**What you will do**
Among the records below, find the line that has "column 134, row 8"; from there, give the lines again exactly, and stop after the line that has "# mark the white polo".
(Listed entries Opens)
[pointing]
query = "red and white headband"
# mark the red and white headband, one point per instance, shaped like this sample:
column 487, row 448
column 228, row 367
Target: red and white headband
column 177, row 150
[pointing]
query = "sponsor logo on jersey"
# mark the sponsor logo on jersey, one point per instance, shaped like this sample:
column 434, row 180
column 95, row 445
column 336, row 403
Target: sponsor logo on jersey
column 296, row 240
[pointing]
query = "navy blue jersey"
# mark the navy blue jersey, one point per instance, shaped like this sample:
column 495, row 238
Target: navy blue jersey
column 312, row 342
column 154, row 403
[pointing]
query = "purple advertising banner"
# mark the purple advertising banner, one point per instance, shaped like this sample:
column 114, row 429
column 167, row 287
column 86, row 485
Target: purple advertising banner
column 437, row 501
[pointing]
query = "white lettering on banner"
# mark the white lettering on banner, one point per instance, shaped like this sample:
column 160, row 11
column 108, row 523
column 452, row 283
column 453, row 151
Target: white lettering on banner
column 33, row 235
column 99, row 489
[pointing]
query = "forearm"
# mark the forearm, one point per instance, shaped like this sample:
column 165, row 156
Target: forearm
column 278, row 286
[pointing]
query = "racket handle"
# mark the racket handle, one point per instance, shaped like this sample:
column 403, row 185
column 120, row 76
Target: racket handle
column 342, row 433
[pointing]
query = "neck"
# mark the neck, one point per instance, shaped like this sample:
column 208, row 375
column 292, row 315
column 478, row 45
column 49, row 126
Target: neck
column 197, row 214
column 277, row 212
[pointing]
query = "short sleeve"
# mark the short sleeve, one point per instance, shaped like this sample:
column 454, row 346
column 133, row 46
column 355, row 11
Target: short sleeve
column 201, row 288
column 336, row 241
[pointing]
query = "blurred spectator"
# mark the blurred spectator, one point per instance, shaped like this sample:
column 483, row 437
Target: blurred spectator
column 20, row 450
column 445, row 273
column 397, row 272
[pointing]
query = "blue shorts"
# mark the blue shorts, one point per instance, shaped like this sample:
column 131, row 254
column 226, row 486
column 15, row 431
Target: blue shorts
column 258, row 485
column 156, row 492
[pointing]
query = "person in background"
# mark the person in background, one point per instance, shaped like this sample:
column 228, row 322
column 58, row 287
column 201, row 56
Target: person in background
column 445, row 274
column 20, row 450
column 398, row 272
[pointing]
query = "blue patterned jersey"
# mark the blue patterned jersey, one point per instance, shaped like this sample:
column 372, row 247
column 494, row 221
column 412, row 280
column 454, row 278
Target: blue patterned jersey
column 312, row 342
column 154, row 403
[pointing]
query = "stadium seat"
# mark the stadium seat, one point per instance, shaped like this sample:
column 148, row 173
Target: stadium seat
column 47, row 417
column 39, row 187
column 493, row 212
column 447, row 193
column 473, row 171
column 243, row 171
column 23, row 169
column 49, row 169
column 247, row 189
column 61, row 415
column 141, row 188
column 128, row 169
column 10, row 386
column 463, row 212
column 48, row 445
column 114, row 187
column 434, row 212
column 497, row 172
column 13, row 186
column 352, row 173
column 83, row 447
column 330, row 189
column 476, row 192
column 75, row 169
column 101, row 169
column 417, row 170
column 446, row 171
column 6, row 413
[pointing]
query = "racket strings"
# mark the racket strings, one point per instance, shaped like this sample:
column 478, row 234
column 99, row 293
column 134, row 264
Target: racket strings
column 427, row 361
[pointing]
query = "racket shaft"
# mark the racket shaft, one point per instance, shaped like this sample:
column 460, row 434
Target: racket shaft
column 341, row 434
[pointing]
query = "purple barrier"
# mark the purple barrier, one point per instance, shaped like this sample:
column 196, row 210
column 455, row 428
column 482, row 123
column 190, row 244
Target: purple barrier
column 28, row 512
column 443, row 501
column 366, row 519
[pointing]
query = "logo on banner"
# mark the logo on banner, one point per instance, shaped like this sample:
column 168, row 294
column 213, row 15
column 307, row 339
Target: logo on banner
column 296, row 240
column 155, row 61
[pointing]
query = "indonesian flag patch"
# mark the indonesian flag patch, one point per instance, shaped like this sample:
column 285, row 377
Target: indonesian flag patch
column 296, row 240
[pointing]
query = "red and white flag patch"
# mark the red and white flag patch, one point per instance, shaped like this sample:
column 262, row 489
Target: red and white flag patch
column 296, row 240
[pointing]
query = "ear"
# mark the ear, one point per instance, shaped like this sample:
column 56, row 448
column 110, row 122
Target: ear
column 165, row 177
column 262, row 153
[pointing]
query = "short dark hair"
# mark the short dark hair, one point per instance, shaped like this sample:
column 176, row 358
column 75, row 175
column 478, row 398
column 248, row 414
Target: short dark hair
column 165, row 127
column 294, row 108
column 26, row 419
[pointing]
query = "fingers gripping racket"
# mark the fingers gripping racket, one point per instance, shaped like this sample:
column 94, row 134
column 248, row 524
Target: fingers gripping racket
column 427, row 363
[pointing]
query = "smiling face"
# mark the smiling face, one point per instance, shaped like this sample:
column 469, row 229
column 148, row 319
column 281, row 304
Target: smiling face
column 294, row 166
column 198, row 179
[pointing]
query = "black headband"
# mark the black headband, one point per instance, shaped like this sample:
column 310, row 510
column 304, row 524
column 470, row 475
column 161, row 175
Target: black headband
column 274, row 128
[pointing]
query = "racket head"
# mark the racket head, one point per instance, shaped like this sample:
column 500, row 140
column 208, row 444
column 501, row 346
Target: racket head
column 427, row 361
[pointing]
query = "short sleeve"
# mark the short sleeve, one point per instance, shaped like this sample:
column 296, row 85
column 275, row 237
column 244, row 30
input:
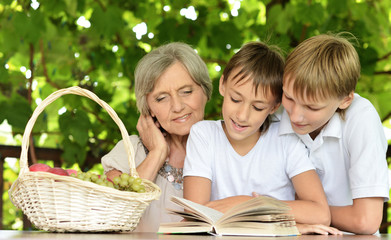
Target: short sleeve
column 117, row 158
column 367, row 146
column 297, row 157
column 198, row 155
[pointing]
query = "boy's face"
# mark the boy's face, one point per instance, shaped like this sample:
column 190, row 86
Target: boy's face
column 309, row 116
column 243, row 111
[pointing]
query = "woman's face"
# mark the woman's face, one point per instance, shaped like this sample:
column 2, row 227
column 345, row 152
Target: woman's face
column 177, row 101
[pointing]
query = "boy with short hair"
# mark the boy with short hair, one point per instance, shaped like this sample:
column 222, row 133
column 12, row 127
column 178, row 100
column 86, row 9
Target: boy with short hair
column 341, row 130
column 226, row 160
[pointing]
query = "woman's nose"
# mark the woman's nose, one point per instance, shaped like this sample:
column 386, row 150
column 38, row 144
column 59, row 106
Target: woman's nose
column 243, row 113
column 177, row 104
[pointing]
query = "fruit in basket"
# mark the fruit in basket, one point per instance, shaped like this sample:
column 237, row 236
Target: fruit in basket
column 124, row 182
column 58, row 171
column 39, row 167
column 71, row 171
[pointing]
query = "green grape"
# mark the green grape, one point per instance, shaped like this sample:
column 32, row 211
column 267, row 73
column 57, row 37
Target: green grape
column 125, row 176
column 94, row 177
column 100, row 181
column 88, row 176
column 142, row 189
column 123, row 183
column 80, row 176
column 116, row 180
column 131, row 180
column 137, row 180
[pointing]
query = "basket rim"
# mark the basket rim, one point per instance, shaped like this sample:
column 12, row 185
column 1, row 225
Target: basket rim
column 81, row 92
column 96, row 187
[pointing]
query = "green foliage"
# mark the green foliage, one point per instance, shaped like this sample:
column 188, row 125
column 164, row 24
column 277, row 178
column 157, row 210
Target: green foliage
column 44, row 49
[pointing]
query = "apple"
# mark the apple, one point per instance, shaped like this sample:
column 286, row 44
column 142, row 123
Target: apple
column 58, row 171
column 70, row 171
column 39, row 167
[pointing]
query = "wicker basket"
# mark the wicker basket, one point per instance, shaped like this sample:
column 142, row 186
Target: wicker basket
column 67, row 204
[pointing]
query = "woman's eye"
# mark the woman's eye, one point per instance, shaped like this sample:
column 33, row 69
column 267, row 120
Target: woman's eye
column 287, row 98
column 234, row 100
column 159, row 99
column 313, row 109
column 258, row 109
column 187, row 92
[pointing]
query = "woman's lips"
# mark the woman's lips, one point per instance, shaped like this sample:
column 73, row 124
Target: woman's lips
column 237, row 126
column 182, row 118
column 299, row 125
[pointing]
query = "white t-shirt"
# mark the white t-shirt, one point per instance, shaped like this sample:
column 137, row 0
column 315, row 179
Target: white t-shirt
column 267, row 169
column 350, row 155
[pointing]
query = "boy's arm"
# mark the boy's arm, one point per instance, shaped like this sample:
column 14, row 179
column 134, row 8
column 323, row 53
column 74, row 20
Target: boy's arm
column 363, row 217
column 197, row 189
column 311, row 206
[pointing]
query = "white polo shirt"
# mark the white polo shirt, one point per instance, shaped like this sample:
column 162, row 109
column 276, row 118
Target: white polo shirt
column 266, row 169
column 349, row 155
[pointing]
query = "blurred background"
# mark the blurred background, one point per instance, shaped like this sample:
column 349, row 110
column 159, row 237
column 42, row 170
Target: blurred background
column 47, row 45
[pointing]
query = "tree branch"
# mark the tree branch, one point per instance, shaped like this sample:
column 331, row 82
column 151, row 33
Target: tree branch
column 45, row 71
column 385, row 57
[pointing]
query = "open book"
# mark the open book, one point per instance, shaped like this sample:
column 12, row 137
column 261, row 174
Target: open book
column 260, row 216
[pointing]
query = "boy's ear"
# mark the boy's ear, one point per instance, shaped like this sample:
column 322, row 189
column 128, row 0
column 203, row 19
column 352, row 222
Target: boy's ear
column 346, row 101
column 275, row 108
column 221, row 86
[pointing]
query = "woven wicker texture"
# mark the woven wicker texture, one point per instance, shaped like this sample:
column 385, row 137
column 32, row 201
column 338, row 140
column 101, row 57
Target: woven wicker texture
column 67, row 204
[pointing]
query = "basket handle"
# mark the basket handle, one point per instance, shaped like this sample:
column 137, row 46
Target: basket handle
column 82, row 92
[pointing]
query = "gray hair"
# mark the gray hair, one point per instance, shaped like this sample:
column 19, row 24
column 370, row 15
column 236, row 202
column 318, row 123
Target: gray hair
column 155, row 63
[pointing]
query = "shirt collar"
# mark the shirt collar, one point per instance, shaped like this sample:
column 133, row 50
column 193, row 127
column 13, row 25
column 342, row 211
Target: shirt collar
column 332, row 129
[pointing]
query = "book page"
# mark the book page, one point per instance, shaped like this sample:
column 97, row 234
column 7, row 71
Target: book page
column 261, row 205
column 207, row 214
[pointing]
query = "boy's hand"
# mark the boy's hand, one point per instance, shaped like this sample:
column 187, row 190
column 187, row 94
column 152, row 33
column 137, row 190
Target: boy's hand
(Listed entries Closes)
**Answer to the exercise**
column 134, row 8
column 323, row 53
column 74, row 20
Target: boy's arm
column 363, row 217
column 197, row 189
column 311, row 206
[pointing]
query = "white polo shirt"
# mark the white polo shirt, one point per instance, shaped like this sample:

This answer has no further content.